RECORDS SUPPLIED:
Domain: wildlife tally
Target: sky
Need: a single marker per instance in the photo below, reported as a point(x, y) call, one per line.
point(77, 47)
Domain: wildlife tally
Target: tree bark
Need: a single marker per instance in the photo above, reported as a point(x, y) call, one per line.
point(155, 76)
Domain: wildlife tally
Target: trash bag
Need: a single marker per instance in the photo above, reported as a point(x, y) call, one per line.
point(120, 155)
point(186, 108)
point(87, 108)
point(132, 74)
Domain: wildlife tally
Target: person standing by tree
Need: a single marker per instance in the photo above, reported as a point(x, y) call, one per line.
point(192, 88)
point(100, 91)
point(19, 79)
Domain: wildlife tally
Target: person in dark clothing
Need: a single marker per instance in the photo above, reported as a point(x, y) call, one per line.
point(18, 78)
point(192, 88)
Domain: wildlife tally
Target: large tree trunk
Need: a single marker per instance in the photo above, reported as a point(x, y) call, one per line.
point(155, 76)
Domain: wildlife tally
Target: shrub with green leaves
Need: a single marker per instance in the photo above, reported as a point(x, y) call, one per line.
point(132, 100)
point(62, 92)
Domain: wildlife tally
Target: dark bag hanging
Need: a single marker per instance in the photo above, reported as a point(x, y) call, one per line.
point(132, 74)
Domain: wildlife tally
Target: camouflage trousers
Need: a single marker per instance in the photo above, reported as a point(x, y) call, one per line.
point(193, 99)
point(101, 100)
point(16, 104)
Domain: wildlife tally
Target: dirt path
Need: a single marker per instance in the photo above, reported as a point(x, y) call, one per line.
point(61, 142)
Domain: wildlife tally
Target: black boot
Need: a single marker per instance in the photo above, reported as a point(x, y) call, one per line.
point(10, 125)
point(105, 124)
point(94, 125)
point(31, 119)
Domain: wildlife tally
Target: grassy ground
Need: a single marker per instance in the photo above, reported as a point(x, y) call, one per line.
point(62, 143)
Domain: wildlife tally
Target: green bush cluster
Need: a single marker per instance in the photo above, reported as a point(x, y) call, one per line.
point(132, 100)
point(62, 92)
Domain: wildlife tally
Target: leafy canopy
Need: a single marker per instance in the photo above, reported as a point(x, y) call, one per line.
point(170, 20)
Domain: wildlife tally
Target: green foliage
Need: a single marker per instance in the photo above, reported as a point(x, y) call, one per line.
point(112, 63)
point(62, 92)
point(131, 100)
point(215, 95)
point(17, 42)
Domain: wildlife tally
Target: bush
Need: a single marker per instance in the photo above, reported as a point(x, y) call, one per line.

EXERCISE AIM: Format every line of the records above as a JSON list of strings, one string per line, leaving out any blank lines.

SOLUTION FOR THIS PROBLEM:
[
  "Domain: wildlife tally",
  "Target: sky",
  "Need: a single marker per instance in the photo below, reported as a point(x, y) call, one per line.",
  "point(77, 47)",
  "Domain: wildlife tally",
  "Target: tree bark",
  "Need: a single marker per instance in the photo above, reported as a point(x, y) call, one per line.",
  "point(155, 76)",
  "Domain: wildlife tally",
  "Target: trash bag",
  "Need: a single marker per instance in the photo above, reported as a point(x, y) call, one per line.",
  "point(120, 155)",
  "point(186, 108)",
  "point(87, 108)",
  "point(132, 74)",
  "Domain: wildlife tally",
  "Target: person standing by tree",
  "Need: a single marker per instance in the photo above, reported as a point(x, y) call, one per line.",
  "point(192, 88)",
  "point(100, 91)",
  "point(19, 79)",
  "Domain: wildlife tally",
  "Target: person in dark clothing",
  "Need: a single marker per instance in the photo above, reported as a point(x, y) call, one per line.",
  "point(18, 78)",
  "point(192, 88)",
  "Domain: wildlife tally",
  "Target: large tree trunk",
  "Need: a single marker per instance in the photo above, reported as a point(x, y) call, one per line.",
  "point(155, 76)",
  "Domain: wildlife tally",
  "Target: shrub with green leaves",
  "Need: a single marker per instance in the photo above, reported as a point(x, y) call, one per line.",
  "point(132, 100)",
  "point(62, 92)",
  "Domain: wildlife tally",
  "Target: dark bag hanging",
  "Need: a single marker per instance in the photo above, reported as a point(x, y) call, one per line.",
  "point(132, 74)",
  "Domain: wildlife tally",
  "Target: camouflage trousers",
  "Need: a single marker per instance in the photo above, reported as a point(x, y) call, one per line.",
  "point(193, 99)",
  "point(101, 100)",
  "point(16, 104)",
  "Domain: wildlife tally",
  "Target: dirt path",
  "Need: a single marker per instance in the photo above, reported as a point(x, y) call, one per line.",
  "point(61, 142)",
  "Domain: wildlife tally",
  "Target: black boot",
  "Need: a single marker per instance in the photo above, reported as a point(x, y) call, one per line.",
  "point(10, 125)",
  "point(105, 124)",
  "point(94, 125)",
  "point(31, 119)",
  "Domain: wildlife tally",
  "Target: grassy ground",
  "Need: a single marker per instance in the photo above, reported as a point(x, y) call, one per line.",
  "point(62, 143)",
  "Domain: wildlife tally",
  "Target: green bush cluster",
  "Need: a single marker per instance in the photo above, reported as a point(x, y) call, one per line.",
  "point(132, 100)",
  "point(62, 92)",
  "Domain: wildlife tally",
  "Target: leafy canopy",
  "Need: a single marker per instance in the photo above, reported as a point(x, y) call, one per line.",
  "point(170, 20)",
  "Domain: wildlife tally",
  "Target: green foliage",
  "Need: a single marker per instance in the photo above, reported as a point(x, y) call, one per line.",
  "point(112, 63)",
  "point(62, 92)",
  "point(131, 100)",
  "point(215, 95)",
  "point(17, 42)",
  "Domain: wildlife tally",
  "Target: bush",
  "Need: a single marker per instance in the photo above, reported as a point(x, y) call, one per line."
]